**WHAT THE TASK REQUIRES:**
Reproduce verbatim the rows below, from the line containing "phrase -- rear wheel" through the end of the rows, with both ends included.

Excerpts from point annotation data
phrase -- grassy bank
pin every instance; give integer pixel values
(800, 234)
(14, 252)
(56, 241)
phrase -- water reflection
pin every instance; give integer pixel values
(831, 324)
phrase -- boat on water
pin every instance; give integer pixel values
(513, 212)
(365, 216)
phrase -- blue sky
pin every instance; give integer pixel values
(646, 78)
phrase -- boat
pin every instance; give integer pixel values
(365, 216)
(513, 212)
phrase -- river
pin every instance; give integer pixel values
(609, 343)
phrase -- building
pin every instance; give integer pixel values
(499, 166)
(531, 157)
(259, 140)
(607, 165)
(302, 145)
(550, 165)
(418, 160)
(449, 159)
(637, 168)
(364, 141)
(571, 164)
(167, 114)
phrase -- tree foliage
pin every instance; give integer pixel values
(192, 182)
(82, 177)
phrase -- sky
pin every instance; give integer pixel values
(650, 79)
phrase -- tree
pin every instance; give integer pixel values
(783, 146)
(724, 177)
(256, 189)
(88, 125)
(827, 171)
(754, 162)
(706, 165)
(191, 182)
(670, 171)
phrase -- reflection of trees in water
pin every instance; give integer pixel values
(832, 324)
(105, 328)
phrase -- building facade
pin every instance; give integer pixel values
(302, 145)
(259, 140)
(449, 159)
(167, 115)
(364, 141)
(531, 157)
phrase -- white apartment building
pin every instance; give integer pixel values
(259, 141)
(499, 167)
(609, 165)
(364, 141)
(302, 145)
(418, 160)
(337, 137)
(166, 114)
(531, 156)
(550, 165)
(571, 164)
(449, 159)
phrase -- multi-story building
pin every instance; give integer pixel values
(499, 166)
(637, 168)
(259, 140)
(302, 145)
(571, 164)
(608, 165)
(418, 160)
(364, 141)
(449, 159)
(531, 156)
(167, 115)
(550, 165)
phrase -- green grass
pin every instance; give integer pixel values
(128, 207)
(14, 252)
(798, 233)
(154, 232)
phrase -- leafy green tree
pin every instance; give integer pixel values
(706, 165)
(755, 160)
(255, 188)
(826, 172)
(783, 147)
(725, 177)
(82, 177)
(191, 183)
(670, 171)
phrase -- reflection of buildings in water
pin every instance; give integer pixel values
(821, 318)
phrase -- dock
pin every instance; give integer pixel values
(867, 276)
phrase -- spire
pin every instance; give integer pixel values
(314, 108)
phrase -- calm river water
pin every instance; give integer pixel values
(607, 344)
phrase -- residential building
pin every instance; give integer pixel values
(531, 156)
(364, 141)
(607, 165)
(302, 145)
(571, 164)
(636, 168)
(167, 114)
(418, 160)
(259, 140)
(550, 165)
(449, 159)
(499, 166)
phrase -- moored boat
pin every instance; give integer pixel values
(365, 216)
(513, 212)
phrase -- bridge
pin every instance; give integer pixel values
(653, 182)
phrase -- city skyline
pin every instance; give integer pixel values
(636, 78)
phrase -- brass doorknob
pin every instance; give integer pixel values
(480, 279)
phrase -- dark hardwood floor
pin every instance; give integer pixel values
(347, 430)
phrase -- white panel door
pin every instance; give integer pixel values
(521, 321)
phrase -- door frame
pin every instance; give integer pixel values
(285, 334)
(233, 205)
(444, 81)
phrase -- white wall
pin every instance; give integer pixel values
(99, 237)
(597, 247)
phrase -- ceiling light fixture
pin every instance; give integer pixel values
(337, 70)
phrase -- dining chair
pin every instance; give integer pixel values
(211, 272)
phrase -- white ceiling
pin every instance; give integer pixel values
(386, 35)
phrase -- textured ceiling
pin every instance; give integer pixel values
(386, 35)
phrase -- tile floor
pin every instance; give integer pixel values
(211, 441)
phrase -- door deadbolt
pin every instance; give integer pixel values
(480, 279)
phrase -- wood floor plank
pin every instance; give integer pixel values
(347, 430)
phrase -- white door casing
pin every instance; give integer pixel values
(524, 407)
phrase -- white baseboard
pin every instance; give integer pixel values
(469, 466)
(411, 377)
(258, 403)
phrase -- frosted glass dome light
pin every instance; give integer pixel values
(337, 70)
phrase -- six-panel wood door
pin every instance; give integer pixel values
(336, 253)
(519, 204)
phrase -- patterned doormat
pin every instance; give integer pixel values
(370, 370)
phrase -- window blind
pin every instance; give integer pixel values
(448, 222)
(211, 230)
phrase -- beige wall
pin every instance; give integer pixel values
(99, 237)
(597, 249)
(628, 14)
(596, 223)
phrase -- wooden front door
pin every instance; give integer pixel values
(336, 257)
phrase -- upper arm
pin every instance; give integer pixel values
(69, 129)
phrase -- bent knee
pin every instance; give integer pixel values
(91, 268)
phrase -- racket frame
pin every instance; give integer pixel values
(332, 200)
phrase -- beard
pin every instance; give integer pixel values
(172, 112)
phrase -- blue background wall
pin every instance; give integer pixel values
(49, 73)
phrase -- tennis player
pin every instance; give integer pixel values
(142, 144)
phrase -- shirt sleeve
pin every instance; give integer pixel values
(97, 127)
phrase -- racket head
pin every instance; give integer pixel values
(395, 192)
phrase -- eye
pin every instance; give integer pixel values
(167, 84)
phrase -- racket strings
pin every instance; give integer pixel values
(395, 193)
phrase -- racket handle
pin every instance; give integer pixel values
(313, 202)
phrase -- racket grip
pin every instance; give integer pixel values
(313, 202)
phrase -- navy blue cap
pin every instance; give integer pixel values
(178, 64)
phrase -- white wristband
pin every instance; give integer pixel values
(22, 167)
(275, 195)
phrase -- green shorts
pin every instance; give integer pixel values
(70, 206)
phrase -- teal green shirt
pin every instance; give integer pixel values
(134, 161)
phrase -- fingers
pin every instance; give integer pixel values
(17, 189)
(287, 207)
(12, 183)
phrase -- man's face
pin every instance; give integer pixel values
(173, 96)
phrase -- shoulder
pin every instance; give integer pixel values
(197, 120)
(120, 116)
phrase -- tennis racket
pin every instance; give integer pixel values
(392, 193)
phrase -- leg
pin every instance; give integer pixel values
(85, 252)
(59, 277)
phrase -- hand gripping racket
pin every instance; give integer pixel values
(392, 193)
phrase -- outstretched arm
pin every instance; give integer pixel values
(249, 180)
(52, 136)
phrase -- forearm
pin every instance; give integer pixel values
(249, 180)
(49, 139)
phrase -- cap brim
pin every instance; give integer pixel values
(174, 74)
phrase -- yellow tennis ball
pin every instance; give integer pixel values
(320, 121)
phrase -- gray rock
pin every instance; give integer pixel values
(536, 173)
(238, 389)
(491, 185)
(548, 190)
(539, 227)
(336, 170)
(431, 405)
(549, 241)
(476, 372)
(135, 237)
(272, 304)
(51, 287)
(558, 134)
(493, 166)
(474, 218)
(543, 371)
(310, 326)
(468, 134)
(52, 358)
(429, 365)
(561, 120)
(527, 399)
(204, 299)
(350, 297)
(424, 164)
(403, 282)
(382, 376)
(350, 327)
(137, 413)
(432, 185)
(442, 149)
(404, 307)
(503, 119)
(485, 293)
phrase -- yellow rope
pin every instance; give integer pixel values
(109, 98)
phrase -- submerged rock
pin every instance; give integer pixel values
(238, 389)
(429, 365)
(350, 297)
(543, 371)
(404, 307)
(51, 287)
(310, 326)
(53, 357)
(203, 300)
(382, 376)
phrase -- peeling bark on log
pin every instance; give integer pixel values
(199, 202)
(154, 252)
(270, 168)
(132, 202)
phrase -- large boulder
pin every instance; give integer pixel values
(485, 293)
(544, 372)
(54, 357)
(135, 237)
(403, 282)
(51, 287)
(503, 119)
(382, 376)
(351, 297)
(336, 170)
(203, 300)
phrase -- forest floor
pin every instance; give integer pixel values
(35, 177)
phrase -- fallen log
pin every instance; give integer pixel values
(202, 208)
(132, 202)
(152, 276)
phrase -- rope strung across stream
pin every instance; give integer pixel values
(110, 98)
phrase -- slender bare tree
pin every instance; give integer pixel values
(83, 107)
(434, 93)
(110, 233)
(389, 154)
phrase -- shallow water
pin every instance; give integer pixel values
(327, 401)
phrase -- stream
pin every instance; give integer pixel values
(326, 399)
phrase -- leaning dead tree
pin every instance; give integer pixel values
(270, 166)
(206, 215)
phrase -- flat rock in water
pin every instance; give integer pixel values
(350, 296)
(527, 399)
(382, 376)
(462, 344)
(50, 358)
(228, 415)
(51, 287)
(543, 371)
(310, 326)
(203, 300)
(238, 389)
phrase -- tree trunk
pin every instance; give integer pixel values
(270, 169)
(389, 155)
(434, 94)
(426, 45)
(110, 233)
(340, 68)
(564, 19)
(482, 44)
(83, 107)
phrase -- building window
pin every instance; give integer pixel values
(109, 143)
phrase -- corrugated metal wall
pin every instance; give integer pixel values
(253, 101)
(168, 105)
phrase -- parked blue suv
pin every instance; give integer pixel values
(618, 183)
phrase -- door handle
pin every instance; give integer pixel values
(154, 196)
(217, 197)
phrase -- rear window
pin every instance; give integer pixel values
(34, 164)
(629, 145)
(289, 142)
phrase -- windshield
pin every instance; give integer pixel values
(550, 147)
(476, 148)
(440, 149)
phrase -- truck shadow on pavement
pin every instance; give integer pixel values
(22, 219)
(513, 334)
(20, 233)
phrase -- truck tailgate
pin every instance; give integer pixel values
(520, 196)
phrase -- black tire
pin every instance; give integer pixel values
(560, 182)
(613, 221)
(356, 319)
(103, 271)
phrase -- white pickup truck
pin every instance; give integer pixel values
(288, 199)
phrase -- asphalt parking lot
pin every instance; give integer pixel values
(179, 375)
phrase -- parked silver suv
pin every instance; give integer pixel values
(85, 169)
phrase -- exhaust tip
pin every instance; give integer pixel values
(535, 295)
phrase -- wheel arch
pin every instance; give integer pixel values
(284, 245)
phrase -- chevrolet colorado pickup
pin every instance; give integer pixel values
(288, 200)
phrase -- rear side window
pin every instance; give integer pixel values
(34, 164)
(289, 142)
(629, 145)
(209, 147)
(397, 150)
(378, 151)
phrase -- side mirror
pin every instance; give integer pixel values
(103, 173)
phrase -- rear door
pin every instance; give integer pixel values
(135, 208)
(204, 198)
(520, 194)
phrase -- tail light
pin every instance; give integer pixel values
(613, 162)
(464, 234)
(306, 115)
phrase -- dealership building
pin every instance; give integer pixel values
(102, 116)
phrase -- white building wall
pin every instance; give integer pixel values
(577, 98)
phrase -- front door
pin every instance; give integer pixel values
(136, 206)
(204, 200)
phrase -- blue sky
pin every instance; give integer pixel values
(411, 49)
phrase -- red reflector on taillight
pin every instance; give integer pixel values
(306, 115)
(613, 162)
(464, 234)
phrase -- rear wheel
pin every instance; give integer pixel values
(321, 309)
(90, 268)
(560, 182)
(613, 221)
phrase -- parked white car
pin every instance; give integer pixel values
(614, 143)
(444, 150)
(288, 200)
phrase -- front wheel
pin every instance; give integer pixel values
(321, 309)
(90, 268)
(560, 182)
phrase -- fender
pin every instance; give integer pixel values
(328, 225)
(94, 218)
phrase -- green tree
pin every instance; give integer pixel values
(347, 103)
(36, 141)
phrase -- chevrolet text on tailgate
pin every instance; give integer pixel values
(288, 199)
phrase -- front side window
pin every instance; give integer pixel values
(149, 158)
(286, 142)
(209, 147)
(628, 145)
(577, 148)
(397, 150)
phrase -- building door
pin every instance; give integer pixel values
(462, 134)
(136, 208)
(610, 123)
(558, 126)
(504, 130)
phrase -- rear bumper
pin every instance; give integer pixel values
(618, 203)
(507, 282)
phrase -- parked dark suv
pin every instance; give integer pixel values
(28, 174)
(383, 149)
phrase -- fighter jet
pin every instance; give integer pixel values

**RESPONSE TO THE EXERCISE:**
phrase -- rear wheel
pin every instance; give integer pixel values
(321, 309)
(90, 268)
(560, 182)
(613, 221)
phrase -- parked white car
pin every instance; give integer pixel values
(614, 143)
(444, 150)
(288, 200)
phrase -- front wheel
pin every instance; give integer pixel values
(321, 309)
(90, 268)
(560, 182)
phrase -- fender
pin every instance; give integer pixel values
(328, 225)
(94, 218)
phrase -- green tree
pin every instance; give integer pixel values
(347, 103)
(36, 141)
phrase -- chevrolet text on tailgate
pin every instance; give integer pixel values
(288, 199)
phrase -- front side window
pin every instance; give integer pixel values
(149, 158)
(286, 142)
(209, 147)
(628, 145)
(577, 148)
(397, 150)
phrase -- building door
pin every instance; give integer pixel values
(462, 134)
(136, 208)
(610, 123)
(558, 126)
(504, 130)
phrase -- rear bumper
pin every instance; give integer pixel values
(618, 203)
(507, 282)
phrase -- parked dark suv
pin every instance; give integer pixel values
(28, 174)
(383, 149)
phrase -- fighter jet
pin every instance; give integer pixel values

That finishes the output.